[Problem to solve]: Starting at the line that contains "Where can the forehead" and ending with the last line, write those lines out again with "marker" switched to "pin" and nothing else changed.

[Data to use]:

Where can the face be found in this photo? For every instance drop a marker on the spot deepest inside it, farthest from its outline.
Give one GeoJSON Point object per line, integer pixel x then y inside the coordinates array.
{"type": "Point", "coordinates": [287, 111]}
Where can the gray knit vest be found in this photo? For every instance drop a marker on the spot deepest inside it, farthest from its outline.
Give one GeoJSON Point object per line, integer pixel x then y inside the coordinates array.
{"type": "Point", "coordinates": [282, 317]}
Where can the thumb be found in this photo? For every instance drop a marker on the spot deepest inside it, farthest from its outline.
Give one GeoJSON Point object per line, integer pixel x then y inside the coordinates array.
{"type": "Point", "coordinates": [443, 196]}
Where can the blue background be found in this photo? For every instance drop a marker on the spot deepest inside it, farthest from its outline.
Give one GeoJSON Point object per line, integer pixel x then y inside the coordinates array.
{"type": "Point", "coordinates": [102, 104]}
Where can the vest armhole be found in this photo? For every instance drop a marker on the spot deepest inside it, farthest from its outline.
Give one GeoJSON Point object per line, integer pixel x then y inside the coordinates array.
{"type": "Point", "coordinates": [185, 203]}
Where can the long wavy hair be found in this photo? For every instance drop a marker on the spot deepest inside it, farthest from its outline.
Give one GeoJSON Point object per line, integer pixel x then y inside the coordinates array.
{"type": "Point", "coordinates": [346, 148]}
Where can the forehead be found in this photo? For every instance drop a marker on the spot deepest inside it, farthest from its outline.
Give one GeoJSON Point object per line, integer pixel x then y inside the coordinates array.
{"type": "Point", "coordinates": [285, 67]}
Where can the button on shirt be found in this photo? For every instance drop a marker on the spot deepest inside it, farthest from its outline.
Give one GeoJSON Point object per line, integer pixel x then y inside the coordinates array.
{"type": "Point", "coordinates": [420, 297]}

[Written answer]:
Where can the forehead be found in this photo? For every instance drop a pin on the spot deepest inside it, farthest from its outline.
Give one GeoJSON Point object per line, integer pixel x then y inside the coordinates array.
{"type": "Point", "coordinates": [285, 67]}
Where can the button on shirt be found in this photo? For every instance drop a pin on the spot deepest inside it, farthest from its outline.
Give one GeoJSON Point object per line, integer pixel x then y inside the coordinates array.
{"type": "Point", "coordinates": [420, 297]}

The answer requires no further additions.